▶ Task directions:
Retype the material so that each line matches the original exactly.

▶ Records provided:
┌──

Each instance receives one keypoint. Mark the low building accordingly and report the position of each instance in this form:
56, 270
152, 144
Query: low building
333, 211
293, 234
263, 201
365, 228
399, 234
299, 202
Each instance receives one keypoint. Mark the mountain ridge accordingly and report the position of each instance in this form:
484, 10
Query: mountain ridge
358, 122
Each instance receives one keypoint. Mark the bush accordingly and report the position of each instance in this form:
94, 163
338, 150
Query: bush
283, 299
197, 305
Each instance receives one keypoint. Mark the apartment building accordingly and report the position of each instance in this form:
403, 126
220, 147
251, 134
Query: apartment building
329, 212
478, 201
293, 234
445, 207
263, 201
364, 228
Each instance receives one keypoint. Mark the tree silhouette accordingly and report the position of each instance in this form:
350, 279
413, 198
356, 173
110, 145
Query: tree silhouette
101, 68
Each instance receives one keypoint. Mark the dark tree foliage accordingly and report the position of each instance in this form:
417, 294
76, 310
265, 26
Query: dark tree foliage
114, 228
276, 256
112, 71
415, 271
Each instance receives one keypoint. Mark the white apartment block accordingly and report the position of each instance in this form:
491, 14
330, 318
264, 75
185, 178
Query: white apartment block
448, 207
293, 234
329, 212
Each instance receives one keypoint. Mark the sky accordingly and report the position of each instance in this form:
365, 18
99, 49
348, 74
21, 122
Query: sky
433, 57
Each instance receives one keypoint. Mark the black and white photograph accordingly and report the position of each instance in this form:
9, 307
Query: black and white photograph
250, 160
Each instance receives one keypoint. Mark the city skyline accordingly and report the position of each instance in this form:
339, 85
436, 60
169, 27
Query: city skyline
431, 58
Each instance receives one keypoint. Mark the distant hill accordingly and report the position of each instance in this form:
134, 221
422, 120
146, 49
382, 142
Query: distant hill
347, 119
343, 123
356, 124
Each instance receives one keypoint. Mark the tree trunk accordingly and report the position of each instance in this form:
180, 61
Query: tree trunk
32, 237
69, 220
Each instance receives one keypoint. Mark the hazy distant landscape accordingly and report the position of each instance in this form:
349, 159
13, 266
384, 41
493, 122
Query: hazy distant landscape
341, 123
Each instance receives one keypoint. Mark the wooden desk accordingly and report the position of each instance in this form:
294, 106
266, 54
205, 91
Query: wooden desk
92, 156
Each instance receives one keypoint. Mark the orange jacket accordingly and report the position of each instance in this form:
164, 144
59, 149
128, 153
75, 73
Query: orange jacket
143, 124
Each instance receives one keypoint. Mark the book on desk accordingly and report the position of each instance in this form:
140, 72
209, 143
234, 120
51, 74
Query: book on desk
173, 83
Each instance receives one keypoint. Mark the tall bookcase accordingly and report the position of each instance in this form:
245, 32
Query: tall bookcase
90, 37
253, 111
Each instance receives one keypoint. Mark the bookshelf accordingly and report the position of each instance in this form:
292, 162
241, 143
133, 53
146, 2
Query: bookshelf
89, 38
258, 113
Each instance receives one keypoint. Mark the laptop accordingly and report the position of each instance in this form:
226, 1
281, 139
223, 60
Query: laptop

└──

▶ Result of the exercise:
Each instance receives one keypoint. Mark the low building accordingly and report the position of each instance in this form:
56, 270
152, 144
Query: low building
333, 211
293, 234
263, 201
365, 228
399, 234
299, 202
Each instance receives one keypoint. Mark the mountain ridge accordingly and report the position of each instance in this form:
484, 10
Query: mountain ridge
358, 122
Each instance receives one keypoint. Mark the bush accordingly and report the position of each instance in this form:
94, 163
338, 150
Query: bush
283, 299
197, 305
Each instance receives one keypoint. Mark the apartment building accordingly and report the position of each instance in this form:
403, 126
220, 147
251, 134
Query: apartment building
329, 212
478, 201
293, 234
445, 207
263, 201
364, 228
Each instance receives one keypoint. Mark the tree silhouette accordingly and report the position of each instance in this form:
350, 279
413, 198
356, 173
110, 145
Query: tree silhouette
101, 68
Each instance receives one keypoint. Mark the dark tree foliage accordingly and report the position of each instance in this form:
417, 294
76, 310
265, 26
Query: dark tree foliage
114, 228
276, 256
112, 71
415, 271
Each instance receives one keypoint. Mark the white apartment block accordingly and report the position of each instance in this form:
491, 14
330, 318
264, 75
185, 178
Query: white apartment block
448, 207
293, 234
329, 212
Each instance receives one keypoint. Mark the sky accordingly and report the position of each instance in this form:
365, 18
99, 49
348, 74
21, 122
Query: sky
433, 57
Each instance receives one keypoint. Mark the black and white photograph accordingly and report the position of each instance in this form:
9, 307
Query: black and white photograph
250, 160
Each instance receives one keypoint. Mark the city skyline accordingly and report the position of each instance in this form:
339, 85
436, 60
169, 27
Query: city skyline
431, 58
Each instance receives one keypoint. Mark the distant hill accordingly and report the position of each instance in this form:
134, 221
422, 120
146, 49
382, 142
Query: distant hill
347, 119
343, 123
356, 124
Each instance receives one keypoint. Mark the tree trunk accordingly and report the position of each instance in this form:
180, 61
Query: tree trunk
32, 237
69, 220
Each instance receives one keypoint. Mark the hazy distant landscape accordingly and report the position of each instance in this form:
349, 159
13, 266
384, 41
493, 122
Query: hazy distant landscape
341, 123
Each instance receives one keypoint. Mark the wooden desk accordingly and report the position of each instance in this form:
294, 106
266, 54
205, 91
Query: wooden desk
92, 156
Each instance receives one keypoint. Mark the orange jacket accordingly and report the position of each instance in this form:
164, 144
59, 149
128, 153
75, 73
Query: orange jacket
143, 124
Each instance receives one keypoint. Mark the book on desk accordingly and report the position of each instance in this form:
140, 72
209, 143
234, 120
51, 74
Query: book on desk
173, 83
Each instance receives one keypoint. Mark the tall bookcase accordingly and report the position of each instance in this form:
245, 32
Query: tall bookcase
90, 37
253, 111
Each instance receives one keypoint. Mark the bookshelf accordingly and report the position of each instance in this form:
292, 162
241, 143
133, 53
146, 2
Query: bookshelf
89, 38
258, 113
Each instance receives one keypoint. Mark the laptop accordingly and report the position of each instance in this form:
226, 1
281, 139
223, 60
Query: laptop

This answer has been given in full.